In the material below, rewrite everything starting at the line containing "Indicate every instance of the blue" and ending at the last line of the material, requests included, with every pixel coordinate in the answers shifted by -15. Leave the pictures out of your answer.

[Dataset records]
● ● ● ● ● ● ●
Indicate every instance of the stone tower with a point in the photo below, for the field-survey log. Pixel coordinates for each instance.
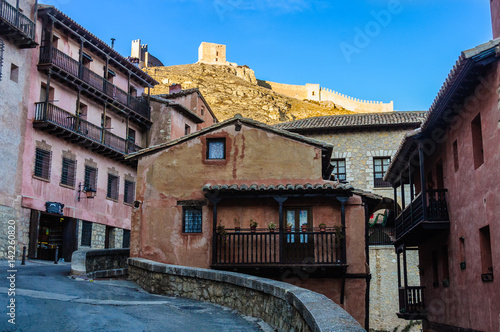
(213, 54)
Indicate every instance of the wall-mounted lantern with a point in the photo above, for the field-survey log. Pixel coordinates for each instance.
(88, 190)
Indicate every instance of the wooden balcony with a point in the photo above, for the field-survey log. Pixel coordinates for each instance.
(71, 71)
(76, 130)
(411, 303)
(418, 222)
(264, 249)
(16, 26)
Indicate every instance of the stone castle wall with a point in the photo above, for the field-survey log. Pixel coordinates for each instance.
(213, 54)
(317, 93)
(354, 104)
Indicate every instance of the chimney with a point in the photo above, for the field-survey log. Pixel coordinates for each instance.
(495, 17)
(174, 88)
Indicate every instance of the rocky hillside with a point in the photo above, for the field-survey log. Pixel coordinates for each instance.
(231, 90)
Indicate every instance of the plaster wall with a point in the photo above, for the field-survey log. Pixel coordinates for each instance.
(359, 148)
(383, 287)
(13, 113)
(317, 93)
(211, 53)
(161, 182)
(495, 17)
(472, 204)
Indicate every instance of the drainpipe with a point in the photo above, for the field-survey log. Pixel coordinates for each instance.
(422, 179)
(369, 276)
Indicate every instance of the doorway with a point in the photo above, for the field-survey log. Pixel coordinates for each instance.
(299, 246)
(51, 233)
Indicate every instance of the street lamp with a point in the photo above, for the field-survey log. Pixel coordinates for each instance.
(88, 190)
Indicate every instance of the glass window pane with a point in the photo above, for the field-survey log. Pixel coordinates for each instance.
(216, 149)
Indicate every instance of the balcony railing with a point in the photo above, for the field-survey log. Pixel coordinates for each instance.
(95, 81)
(67, 121)
(411, 302)
(262, 248)
(436, 209)
(19, 22)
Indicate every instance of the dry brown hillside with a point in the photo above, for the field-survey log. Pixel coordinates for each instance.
(231, 90)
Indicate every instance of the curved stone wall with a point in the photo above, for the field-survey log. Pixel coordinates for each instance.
(284, 306)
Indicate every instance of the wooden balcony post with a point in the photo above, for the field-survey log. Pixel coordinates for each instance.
(105, 83)
(214, 201)
(342, 201)
(78, 111)
(422, 179)
(402, 185)
(47, 95)
(281, 200)
(127, 142)
(103, 128)
(405, 275)
(80, 60)
(50, 37)
(128, 90)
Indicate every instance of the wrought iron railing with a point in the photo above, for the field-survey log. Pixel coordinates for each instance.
(378, 236)
(436, 210)
(411, 300)
(76, 69)
(16, 19)
(68, 121)
(263, 248)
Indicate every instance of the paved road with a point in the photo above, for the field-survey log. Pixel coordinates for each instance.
(47, 299)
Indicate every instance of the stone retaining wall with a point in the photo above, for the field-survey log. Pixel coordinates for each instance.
(100, 263)
(284, 306)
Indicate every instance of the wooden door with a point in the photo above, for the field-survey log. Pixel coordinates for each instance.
(299, 246)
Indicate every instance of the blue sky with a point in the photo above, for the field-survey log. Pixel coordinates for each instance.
(400, 50)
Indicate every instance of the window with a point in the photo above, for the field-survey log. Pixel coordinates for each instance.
(90, 179)
(83, 111)
(2, 46)
(435, 275)
(133, 91)
(14, 72)
(86, 233)
(486, 258)
(55, 41)
(216, 148)
(68, 175)
(111, 75)
(128, 195)
(42, 163)
(477, 141)
(339, 170)
(126, 238)
(380, 166)
(113, 185)
(446, 268)
(131, 135)
(455, 155)
(43, 93)
(192, 217)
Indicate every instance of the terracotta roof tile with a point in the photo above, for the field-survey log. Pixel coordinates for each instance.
(389, 119)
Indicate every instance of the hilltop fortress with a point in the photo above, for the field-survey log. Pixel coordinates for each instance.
(215, 54)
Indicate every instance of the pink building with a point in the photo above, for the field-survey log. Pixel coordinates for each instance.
(451, 215)
(86, 111)
(179, 113)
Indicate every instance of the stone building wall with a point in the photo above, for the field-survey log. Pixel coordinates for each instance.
(13, 111)
(210, 53)
(359, 148)
(384, 289)
(315, 92)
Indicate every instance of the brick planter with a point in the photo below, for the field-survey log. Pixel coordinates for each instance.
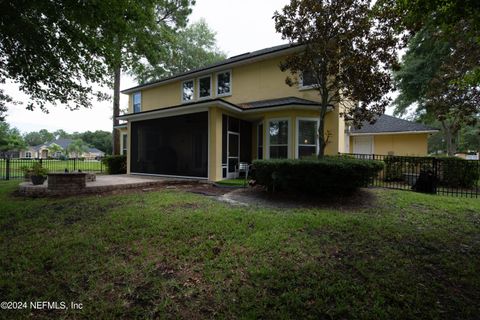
(66, 181)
● ● ● ● ● ● ●
(FINAL ANSWER)
Indicate every instance of the blue sky with a point in the photo above, for the field-survey log. Pixel coordinates for each instance.
(385, 35)
Indicate every instance of the window with a point in the photo above, for the field-survey log. Pixel coordinates for each instance.
(75, 164)
(68, 96)
(-13, 31)
(420, 260)
(118, 76)
(-1, 57)
(71, 218)
(471, 243)
(40, 26)
(201, 133)
(53, 160)
(96, 60)
(113, 180)
(27, 148)
(462, 126)
(324, 155)
(111, 223)
(365, 151)
(98, 170)
(431, 253)
(116, 120)
(440, 140)
(28, 78)
(177, 202)
Indicate every instance of the terracotta roof tile with a point in the photo above, for the field-survey log. Pixel coordinates for each instance.
(374, 104)
Indicate every instance of the hilltop fortress with a point in the photo above, for the field-survey log. Pixel coordinates for each instance.
(200, 39)
Indicate every instance of the pink building with a point in the photo above, for the field-survey log. Pixel coordinates for each instance.
(436, 200)
(71, 96)
(164, 98)
Indicate every instance of the stone building wall with a point in the photo above, for the field-survey log. Pixel coordinates for each instance.
(-2, 96)
(195, 38)
(344, 133)
(369, 274)
(300, 77)
Indicate every instance of the brick planter with a point in the photo below, for the field-survey log. Pixel coordinates for each instance.
(51, 166)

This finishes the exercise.